▸ DOCUMENT SEGMENT:
The house has become a hub of neighborhood relationships. Children run from all over to play; adults amble by to chat. On the porch 18-year-old Debo sometimes sits alone, thumping his drum gracefully, sending a sweet rhythm into the warm evening. Neighbors smile.

Many of them have rendered assistance, leading trips to the grocery store, the berry fields of Sauvie Island, the Rose Festival parade, outdoor concerts and a nearby amusement park. Neighbors have given a basketball hoop, bicycles, a television and trendy shoes. Two boys studied French so they could speak with their new friends.

One neighbor engineered scholarships so 10-year-old Danyo could go to an afterschool science program and four of the children could attend a summer program at Sellwood Community Center. Volunteer teachers have been coming to the home to teach English.

After medical checkups and vaccinations, one neighbor took five of the kids to a Vietnamese bistro. It was their first experience in a sit-down restaurant.

▸ EXERCISE REQUIREMENTS: In the passage about the neighborhood house, where did four of the children go to attend a summer program?

▸ THE DATA:
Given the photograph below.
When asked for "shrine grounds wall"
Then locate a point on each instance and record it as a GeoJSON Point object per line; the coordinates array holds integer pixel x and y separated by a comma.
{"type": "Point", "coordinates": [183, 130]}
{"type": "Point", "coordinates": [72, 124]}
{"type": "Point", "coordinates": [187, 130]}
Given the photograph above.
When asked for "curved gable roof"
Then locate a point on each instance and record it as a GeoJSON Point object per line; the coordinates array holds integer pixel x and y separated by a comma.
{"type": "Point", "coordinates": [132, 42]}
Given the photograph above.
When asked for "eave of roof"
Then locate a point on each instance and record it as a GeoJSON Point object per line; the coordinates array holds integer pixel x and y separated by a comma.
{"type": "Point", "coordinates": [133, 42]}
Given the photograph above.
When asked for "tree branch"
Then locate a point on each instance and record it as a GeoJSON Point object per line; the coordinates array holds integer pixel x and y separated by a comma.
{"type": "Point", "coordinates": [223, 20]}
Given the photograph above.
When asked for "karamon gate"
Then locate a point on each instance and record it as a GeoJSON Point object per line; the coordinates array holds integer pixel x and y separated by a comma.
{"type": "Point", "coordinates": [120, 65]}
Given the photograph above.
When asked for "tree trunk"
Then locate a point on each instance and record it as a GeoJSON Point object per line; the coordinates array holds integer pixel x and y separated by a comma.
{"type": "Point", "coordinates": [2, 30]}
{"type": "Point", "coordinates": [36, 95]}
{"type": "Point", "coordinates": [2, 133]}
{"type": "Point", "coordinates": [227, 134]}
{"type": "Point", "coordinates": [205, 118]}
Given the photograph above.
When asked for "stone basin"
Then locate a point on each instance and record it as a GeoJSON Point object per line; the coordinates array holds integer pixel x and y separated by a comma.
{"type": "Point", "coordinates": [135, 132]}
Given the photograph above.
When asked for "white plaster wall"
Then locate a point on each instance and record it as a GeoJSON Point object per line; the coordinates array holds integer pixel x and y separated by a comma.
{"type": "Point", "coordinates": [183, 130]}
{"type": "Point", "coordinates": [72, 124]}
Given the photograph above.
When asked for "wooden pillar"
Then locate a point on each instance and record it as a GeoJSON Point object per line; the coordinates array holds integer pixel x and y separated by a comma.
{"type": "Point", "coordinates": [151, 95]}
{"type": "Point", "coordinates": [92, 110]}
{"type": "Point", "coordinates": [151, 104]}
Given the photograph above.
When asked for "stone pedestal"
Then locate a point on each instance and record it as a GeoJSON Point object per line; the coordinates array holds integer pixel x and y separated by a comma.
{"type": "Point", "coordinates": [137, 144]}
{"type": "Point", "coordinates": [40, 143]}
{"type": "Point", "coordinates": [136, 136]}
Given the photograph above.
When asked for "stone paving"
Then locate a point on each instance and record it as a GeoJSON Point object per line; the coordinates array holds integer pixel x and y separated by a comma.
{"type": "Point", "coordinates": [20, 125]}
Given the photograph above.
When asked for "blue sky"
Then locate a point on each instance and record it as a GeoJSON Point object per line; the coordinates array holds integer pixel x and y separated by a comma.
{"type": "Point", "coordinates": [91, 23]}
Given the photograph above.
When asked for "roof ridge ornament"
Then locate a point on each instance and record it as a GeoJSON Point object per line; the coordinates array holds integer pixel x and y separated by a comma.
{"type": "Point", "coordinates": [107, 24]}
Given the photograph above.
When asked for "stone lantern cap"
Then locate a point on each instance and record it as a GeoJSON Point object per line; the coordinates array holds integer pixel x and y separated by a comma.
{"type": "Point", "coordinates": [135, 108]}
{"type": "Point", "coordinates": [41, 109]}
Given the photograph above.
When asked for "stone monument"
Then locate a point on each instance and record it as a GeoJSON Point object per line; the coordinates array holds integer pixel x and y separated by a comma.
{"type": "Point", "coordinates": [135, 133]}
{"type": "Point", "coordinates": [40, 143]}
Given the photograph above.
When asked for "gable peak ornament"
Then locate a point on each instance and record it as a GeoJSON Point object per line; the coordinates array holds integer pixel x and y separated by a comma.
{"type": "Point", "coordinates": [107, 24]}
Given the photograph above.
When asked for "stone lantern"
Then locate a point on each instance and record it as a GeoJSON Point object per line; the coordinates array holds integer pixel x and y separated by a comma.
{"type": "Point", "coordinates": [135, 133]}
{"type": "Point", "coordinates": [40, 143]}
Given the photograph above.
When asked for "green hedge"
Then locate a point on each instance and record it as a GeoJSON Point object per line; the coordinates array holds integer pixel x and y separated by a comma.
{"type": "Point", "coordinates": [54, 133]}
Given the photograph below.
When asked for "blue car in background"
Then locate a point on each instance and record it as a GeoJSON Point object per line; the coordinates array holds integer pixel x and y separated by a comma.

▸ WRITTEN ANSWER: Sellwood Community Center